TASK REQUIREMENTS: Repeat the listing below word for word, from the line holding "Practice. Point out each instance of the large" through the line holding "pixel 328 371", inclusive.
----
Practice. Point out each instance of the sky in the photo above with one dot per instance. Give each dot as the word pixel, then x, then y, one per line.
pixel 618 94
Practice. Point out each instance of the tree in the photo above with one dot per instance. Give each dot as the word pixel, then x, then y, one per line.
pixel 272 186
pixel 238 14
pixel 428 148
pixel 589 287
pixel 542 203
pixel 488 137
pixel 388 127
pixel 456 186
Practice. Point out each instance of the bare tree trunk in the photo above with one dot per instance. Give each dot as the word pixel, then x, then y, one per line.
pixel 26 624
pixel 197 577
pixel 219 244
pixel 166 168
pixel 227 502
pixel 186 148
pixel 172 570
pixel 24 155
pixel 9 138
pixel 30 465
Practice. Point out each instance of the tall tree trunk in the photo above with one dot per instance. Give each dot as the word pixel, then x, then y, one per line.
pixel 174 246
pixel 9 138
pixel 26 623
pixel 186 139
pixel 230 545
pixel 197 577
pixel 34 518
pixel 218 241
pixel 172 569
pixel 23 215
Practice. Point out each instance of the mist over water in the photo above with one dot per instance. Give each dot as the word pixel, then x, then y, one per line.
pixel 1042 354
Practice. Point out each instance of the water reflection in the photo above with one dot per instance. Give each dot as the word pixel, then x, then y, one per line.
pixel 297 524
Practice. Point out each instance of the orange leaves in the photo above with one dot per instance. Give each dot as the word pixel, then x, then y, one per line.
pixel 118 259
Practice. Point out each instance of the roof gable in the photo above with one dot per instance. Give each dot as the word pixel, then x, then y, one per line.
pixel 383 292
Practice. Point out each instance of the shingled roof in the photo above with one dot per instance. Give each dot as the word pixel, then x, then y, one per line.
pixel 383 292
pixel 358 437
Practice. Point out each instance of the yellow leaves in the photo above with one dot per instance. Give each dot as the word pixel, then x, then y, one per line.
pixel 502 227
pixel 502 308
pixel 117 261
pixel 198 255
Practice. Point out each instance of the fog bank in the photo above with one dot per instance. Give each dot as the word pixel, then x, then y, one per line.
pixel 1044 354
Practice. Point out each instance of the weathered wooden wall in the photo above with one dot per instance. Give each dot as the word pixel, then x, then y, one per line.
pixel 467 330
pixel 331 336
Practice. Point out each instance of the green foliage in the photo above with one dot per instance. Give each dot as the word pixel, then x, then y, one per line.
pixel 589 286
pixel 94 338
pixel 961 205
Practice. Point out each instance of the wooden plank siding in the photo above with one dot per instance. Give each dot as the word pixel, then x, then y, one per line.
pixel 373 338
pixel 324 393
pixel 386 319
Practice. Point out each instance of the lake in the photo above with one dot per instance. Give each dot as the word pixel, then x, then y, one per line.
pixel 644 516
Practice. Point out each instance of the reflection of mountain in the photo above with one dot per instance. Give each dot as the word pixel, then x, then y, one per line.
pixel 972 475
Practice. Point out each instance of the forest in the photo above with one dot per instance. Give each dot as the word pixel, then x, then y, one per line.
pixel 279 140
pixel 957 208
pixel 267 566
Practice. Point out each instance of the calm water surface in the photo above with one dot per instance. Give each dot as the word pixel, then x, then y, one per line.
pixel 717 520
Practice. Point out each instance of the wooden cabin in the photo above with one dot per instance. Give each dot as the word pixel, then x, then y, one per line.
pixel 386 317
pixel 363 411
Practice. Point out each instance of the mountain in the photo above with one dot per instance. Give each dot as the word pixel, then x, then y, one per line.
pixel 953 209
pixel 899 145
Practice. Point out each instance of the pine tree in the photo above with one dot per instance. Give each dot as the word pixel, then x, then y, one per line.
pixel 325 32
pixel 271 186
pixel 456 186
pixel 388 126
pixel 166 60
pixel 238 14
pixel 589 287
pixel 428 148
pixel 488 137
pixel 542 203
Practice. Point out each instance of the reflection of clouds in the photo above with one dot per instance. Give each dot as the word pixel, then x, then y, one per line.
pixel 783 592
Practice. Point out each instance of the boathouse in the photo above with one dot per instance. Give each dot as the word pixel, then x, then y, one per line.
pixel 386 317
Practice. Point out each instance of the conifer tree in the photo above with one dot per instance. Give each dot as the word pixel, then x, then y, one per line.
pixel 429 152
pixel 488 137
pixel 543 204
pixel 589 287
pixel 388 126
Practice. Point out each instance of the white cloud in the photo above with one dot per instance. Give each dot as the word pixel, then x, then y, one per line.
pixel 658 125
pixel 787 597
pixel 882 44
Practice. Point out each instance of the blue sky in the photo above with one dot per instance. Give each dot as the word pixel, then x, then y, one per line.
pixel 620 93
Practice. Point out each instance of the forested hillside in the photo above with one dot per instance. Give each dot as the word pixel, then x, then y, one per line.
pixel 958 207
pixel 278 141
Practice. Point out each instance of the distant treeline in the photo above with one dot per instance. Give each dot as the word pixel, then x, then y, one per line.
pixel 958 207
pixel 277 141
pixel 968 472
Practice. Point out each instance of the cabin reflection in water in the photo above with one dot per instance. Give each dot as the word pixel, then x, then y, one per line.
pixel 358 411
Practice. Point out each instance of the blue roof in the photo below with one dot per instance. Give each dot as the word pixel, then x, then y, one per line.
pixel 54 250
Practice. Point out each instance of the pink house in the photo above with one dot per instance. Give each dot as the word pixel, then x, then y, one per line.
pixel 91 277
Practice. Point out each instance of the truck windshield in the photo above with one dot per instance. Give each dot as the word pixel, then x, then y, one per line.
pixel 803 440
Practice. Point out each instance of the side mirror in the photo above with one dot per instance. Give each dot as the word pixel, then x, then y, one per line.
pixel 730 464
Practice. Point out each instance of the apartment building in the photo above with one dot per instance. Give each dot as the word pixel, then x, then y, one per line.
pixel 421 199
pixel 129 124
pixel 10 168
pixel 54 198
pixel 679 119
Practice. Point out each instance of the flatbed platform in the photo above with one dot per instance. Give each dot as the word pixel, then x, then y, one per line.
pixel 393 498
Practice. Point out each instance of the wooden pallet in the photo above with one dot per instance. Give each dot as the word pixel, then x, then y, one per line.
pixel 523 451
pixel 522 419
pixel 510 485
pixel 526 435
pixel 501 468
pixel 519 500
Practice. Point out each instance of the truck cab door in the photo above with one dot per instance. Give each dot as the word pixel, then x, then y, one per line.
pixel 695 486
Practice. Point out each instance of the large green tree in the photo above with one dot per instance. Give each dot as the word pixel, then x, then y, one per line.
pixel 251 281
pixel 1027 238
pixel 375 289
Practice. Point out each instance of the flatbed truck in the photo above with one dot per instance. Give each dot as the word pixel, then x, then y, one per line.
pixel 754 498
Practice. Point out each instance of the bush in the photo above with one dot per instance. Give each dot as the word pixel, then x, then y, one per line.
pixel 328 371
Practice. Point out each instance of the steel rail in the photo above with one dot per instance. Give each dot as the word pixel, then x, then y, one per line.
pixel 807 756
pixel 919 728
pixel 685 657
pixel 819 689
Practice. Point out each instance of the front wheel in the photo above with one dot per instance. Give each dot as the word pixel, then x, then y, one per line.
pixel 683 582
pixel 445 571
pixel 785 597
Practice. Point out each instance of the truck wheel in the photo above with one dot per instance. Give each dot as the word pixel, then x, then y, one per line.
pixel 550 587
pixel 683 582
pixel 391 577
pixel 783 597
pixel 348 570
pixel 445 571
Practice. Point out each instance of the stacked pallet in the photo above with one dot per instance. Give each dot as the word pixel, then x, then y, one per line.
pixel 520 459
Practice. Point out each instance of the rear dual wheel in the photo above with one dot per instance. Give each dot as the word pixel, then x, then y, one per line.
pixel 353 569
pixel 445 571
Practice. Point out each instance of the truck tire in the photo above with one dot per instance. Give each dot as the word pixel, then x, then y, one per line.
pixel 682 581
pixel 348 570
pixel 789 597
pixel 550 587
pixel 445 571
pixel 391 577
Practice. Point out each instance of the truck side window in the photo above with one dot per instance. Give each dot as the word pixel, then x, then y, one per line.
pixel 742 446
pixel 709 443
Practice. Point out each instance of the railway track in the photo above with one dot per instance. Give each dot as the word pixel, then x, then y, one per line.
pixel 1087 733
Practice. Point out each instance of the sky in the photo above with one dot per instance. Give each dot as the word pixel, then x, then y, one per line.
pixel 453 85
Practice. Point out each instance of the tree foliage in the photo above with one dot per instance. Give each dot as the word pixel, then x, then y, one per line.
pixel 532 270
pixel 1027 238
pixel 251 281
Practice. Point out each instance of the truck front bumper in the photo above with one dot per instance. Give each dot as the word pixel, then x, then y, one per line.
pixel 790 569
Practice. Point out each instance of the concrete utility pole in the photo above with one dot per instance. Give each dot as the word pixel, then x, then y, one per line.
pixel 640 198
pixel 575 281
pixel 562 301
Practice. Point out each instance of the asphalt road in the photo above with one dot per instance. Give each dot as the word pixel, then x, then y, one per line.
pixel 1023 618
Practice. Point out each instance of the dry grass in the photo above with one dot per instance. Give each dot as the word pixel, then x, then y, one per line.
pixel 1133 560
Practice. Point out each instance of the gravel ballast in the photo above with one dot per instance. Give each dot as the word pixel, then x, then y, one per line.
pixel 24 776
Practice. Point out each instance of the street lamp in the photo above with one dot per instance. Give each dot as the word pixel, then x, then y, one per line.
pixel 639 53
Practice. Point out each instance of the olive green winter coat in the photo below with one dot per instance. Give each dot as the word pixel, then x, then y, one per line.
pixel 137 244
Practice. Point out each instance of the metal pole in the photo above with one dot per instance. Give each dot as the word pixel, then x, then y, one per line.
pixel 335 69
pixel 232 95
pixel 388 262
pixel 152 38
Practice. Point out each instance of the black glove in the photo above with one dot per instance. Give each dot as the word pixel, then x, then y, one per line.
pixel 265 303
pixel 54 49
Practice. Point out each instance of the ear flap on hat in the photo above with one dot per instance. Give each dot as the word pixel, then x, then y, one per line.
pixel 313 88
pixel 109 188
----
WRITTEN REPLY:
Practice. Point out each instance of the large green tree in the photo above with one dot per instance. Give each dot as the word pixel, then x, then y, one per line.
pixel 251 281
pixel 1027 238
pixel 375 289
Practice. Point out each instance of the flatbed truck in the photo above with one dot per instance. Give each dot as the word pixel, then x, then y, one per line.
pixel 754 498
Practice. Point out each instance of the bush in the photo above with one dot per instance. Give each dot as the word pixel, then x, then y, one per line.
pixel 328 371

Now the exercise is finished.